> _Task_
Copy out every row below word for word, without changing anything.

Part of a data file:
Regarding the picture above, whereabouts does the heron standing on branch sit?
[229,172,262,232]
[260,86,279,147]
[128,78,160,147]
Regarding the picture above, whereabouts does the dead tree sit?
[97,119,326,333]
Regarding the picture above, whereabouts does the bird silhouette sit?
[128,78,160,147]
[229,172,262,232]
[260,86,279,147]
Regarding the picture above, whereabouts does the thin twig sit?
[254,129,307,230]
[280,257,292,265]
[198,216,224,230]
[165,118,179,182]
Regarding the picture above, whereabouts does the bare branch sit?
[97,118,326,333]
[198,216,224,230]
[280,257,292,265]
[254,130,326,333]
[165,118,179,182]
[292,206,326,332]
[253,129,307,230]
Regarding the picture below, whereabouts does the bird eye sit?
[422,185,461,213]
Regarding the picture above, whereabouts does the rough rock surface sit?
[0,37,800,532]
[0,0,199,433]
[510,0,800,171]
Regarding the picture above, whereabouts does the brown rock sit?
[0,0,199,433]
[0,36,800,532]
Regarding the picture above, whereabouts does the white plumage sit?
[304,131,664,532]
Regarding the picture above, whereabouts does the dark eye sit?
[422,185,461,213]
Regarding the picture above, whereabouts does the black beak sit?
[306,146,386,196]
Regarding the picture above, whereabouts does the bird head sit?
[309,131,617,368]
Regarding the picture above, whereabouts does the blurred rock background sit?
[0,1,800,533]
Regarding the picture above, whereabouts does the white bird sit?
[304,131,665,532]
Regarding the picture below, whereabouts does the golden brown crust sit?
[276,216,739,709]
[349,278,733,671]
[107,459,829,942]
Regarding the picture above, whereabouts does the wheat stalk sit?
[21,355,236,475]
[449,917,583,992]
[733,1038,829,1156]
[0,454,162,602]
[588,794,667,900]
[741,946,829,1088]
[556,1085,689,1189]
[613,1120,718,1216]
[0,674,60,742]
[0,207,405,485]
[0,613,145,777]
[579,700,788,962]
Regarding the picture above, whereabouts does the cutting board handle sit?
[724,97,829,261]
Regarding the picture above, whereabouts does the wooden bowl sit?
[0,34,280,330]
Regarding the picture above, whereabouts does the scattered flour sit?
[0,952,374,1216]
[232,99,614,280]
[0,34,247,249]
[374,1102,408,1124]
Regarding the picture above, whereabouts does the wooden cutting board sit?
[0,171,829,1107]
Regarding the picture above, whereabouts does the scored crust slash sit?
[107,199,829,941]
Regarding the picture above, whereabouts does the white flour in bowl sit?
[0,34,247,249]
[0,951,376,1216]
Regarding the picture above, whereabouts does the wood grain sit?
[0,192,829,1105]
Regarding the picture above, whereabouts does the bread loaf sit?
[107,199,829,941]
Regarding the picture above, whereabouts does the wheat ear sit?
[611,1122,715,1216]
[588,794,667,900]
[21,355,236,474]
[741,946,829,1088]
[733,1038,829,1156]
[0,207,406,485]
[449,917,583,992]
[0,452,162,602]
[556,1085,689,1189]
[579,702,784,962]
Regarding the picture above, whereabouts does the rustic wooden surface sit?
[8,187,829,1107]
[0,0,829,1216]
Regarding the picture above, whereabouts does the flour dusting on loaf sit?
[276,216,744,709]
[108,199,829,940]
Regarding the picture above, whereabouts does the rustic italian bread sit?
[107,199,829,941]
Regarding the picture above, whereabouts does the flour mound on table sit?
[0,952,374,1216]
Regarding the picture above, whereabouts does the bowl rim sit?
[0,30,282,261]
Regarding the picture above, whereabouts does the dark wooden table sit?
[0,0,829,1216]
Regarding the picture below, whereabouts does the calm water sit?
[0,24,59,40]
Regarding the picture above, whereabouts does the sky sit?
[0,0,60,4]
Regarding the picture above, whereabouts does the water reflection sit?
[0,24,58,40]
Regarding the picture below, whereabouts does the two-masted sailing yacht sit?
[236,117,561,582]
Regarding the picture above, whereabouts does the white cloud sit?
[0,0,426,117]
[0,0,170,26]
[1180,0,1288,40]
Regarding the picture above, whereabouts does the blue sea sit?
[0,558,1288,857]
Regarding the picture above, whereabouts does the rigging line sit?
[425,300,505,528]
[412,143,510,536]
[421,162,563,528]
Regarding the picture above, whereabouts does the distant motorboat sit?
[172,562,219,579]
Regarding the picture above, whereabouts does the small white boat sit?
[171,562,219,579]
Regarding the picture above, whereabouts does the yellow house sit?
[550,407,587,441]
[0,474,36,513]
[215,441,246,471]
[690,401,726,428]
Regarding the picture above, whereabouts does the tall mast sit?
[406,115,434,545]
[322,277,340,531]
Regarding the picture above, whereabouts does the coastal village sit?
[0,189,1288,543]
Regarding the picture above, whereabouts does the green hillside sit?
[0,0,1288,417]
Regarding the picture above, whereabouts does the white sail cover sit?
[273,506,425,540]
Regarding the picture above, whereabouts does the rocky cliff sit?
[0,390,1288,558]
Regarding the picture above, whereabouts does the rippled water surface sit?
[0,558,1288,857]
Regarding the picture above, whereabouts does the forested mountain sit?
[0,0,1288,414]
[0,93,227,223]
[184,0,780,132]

> _Answer to this problem_
Regarding the picture above, whereabouts does the heron standing on branch sit?
[229,172,262,232]
[260,86,279,147]
[128,78,160,147]
Regarding the picture above, whereabouts does the dead tree sit?
[97,119,326,333]
Regarding the picture above, whereabouts does the bird silhouette sit?
[128,78,160,147]
[229,172,262,232]
[260,86,279,147]
Regarding the picture above, whereabouts does the thin twig sit?
[254,129,307,230]
[280,257,292,265]
[198,216,224,230]
[165,118,179,182]
Regarding the picture above, whereabouts does the bare branch sit?
[97,118,326,333]
[198,216,224,230]
[280,257,292,265]
[254,130,326,333]
[165,118,179,182]
[292,206,326,332]
[253,129,307,230]
Regarding the picture below, whereabouts does the bird eye sit?
[422,185,461,213]
Regarding the picture above, whereabouts does the rough rock surface sit?
[0,37,800,532]
[0,0,199,433]
[510,0,800,171]
Regarding the picture above, whereabouts does the brown rock sit?
[0,0,199,433]
[0,36,800,532]
Regarding the picture above, whereabouts does the white plumage sit?
[304,131,664,532]
Regarding the picture above, whereabouts does the dark eye sit?
[422,185,461,213]
Regarding the picture above, whereabouts does the black beak sit?
[306,146,386,196]
Regarding the picture above, whereabouts does the bird head sit?
[309,131,617,368]
Regarding the picture above, whereabouts does the blurred rock background sit?
[0,1,800,533]
Regarding the picture above, whereabouts does the white bird sit?
[304,131,665,532]
Regarding the picture below, whereabouts does the golden brown crust sit?
[276,216,739,709]
[349,278,733,671]
[107,459,829,942]
Regarding the picture above, whereabouts does the wheat stalk sit?
[21,355,236,475]
[449,917,583,992]
[733,1038,829,1156]
[0,454,162,602]
[588,794,667,900]
[741,946,829,1088]
[556,1085,689,1189]
[613,1120,718,1216]
[0,674,60,742]
[0,207,405,485]
[0,613,145,777]
[579,700,788,962]
Regarding the picture above, whereabouts does the cutting board handle sit?
[724,97,829,261]
Regarding the picture above, whereabouts does the wooden bowl sit?
[0,34,280,330]
Regarding the picture above, whereabouts does the scattered flour sit?
[0,952,374,1216]
[232,99,614,280]
[0,34,247,249]
[374,1102,408,1124]
Regarding the picture above, whereabouts does the wooden cutting board sit?
[0,171,829,1107]
Regarding the picture above, whereabouts does the scored crust slash sit?
[107,199,829,941]
Regarding the picture above, whereabouts does the white flour in bowl sit?
[0,34,247,249]
[0,951,376,1216]
Regarding the picture above, whereabouts does the wood grain sit?
[0,192,829,1105]
Regarding the picture above, whereabouts does the bread loaf sit?
[107,199,829,941]
Regarding the picture above, whereabouts does the wheat ear sit?
[611,1122,715,1216]
[588,794,667,900]
[21,355,236,474]
[741,946,829,1088]
[733,1038,829,1156]
[0,207,406,485]
[449,917,583,992]
[0,452,162,602]
[556,1085,689,1189]
[579,702,784,962]
Regarding the picture above, whereabouts does the rustic wooden surface sit?
[8,187,829,1107]
[0,0,829,1216]
Regarding the picture above, whereabouts does the flour dusting on loaf sit?
[276,216,744,709]
[108,199,829,940]
Regarding the picture above, whereabouts does the rustic italian bread sit?
[107,199,829,941]
Regarding the picture above, whereabouts does the flour mound on table sit?
[0,952,374,1216]
Regarding the picture above, whereabouts does the bowl rim sit?
[0,30,282,261]
Regarding the picture above, whereabouts does the dark wooden table sit?
[0,0,829,1216]
Regarding the picture below, whereabouts does the calm water sit?
[0,24,59,40]
Regarding the picture above, whereabouts does the sky sit?
[0,0,60,4]
Regarding the picture above, whereabouts does the water reflection sit?
[0,24,58,40]
Regarding the picture below, whereabouts does the two-masted sailing yacht sit?
[236,117,561,582]
Regarding the picture above, whereabouts does the white cloud sit?
[0,0,426,117]
[0,0,170,26]
[1180,0,1288,40]
Regarding the picture above, whereabouts does the blue sea sit?
[0,558,1288,857]
Regarding the picture above, whereabouts does the rigging line sit?
[425,300,505,528]
[412,143,510,536]
[421,162,563,528]
Regarding the picture above, whereabouts does the distant motorboat sit?
[172,562,219,579]
Regarding the picture above, whereabouts does the small white boat sit?
[171,562,219,579]
Regarding the picture above, whereabouts does the yellow house sit?
[550,407,587,441]
[0,474,36,513]
[215,441,246,471]
[690,401,726,428]
Regarding the picture above, whereabouts does the tall mast sit?
[406,115,434,545]
[322,277,340,531]
Regarding the picture above, whereabouts does the coastal village sit?
[0,189,1288,543]
Regarding the picture above, whereabouts does the green hillside sit?
[0,0,1288,417]
Regarding the picture above, whereabouts does the white sail cover sit?
[273,506,425,540]
Regarding the picture above, whereabouts does the rocky cliff sit?
[0,390,1288,558]
Regarding the picture above, whereabouts does the rippled water surface sit?
[0,558,1288,857]
Regarding the picture above, whereabouts does the forested mountain sit?
[0,0,1288,414]
[0,93,227,223]
[184,0,780,132]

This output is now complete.